[START OF TEXT SECTION]

The FCC Wireline Bureau cleared GTT Communications' takeover of Hibernia Atlantic conditioned on commitments sought by DOJ and other executive branch departments (Team Telecom) in their review of national security, law enforcement and public safety matters. The departments sought GTT compliance with two letters of assurance Hibernia provided -- in 2010 about its Atlantic cable system connecting the U.S., Ireland and the U.K., and in 2014 about its Project Express system -- both of which GTT agreed to in filings Wednesday (here and here). The bureau approved Hibernia license transfers from Hibernia's corporate parents to GTT subject to its compliance with those letters, said a public notice in docket 16-388 listed in Monday's Daily Digest. The PN said the approval didn't prejudice related commission actions; the parties also filed applications on the transfer of affected international authorizations. GTT, a cloud network provider, agreed in November to pay $590 million to buy Hibernia (see 1611090048) from majority owner Murosa Development -- a Luxembourg company owned by KCK Ltd., a British Virgin Islands company -- and others.
Sandwich Isles Communications asked the FCC to set aside and reconsider its order imposing $27 million in repayment duties on the company for violations of the USF high-cost program in Hawaii (see 1612060032). The Dec. 5 order should be set aside so parties can address its potential effects on end users at the same time as parties consider a $49.6 million fine the commission proposed for the company in an accompanying notice of apparent liability, said an SIC petition for reconsideration posted Thursday in docket 10-90. "Because of the interrelationship of this Order with the [NAL] issued on the same day, considerations of fundamental due process require that the Commission allow interested parties to comment on the issues and implications of this Petition for Reconsideration in the context of, and at the same time as, the comments due under the NAL." The order also should be set aside because it's "directly contrary to the unrebutted factual evidence submitted by SIC and constitutes administrative action that is arbitrary, capricious and contrary to law," it said. "The lone 'support' for the Commission’s [main] finding is a final audit report prepared by the Universal Service Administrative Company ('USAC'). This report, however, entirely ignored the unrebutted factual evidence submitted by SIC that demonstrates that the $26,320,270 in alleged ['Category 1'] overpayments is wildly overblown." SIC said the FCC never addressed the carrier's findings, confirmed by an independent telecom consulting firm, that the maximum amount of alleged Category 1 overpayments was only $4.1 million. "By ignoring this evidence, the Commission acted arbitrarily and capriciously," SIC said. FCC officials had no comment, including aides to Commissioners Ajit Pai and Mignon Clyburn, who issued a joint statement Dec. 5 endorsing the order.

[END OF TEXT SECTION]

» **GIVEN REQUEST A**:
List every dollar amount that appears in the FCC news items.
The FCC news items and the listing are unrelated material.

[START OF EXTRACTED RECORDS]

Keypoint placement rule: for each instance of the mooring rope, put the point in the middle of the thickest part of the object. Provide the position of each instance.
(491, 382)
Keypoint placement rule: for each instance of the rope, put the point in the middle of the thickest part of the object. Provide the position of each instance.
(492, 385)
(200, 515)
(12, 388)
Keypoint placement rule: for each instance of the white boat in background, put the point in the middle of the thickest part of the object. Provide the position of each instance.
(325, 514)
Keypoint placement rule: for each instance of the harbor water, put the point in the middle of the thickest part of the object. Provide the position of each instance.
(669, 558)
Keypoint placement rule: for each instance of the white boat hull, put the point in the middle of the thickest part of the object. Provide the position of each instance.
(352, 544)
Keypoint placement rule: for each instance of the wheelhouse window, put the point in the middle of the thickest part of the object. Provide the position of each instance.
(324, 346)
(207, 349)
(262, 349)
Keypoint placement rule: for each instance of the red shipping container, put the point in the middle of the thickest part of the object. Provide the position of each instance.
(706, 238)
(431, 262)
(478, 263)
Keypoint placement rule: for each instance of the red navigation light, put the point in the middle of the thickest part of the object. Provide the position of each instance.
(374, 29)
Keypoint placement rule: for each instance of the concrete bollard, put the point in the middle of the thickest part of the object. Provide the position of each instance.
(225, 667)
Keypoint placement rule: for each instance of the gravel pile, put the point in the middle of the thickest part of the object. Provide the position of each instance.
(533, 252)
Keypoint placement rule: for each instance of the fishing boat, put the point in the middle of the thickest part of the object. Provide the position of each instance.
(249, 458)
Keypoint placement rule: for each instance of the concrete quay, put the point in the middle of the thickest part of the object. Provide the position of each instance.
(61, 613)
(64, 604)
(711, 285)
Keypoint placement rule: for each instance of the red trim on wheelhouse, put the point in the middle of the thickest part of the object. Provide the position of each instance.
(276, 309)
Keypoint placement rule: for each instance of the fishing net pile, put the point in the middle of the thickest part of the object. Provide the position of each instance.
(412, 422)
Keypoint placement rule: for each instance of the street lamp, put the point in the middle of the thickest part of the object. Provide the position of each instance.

[END OF EXTRACTED RECORDS]
[START OF EXTRACTED RECORDS]

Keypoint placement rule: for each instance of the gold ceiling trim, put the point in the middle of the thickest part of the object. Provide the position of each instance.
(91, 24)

[END OF EXTRACTED RECORDS]

» **GIVEN REQUEST B**:
Edit the listing from the line containing "Keypoint placement rule: for each instance of the fishing net" through the line containing "Keypoint placement rule: for each instance of the street", replacing "street lamp" with "lamp post" and keeping everything else the same.

» **COMPLETE ANSWER A**:
$590 million
$27 million
$49.6 million
$26,320,270
$4.1 million

» **COMPLETE ANSWER B**:
Keypoint placement rule: for each instance of the fishing net pile, put the point in the middle of the thickest part of the object. Provide the position of each instance.
(412, 422)
Keypoint placement rule: for each instance of the lamp post, put the point in the middle of the thickest part of the object. Provide the position of each instance.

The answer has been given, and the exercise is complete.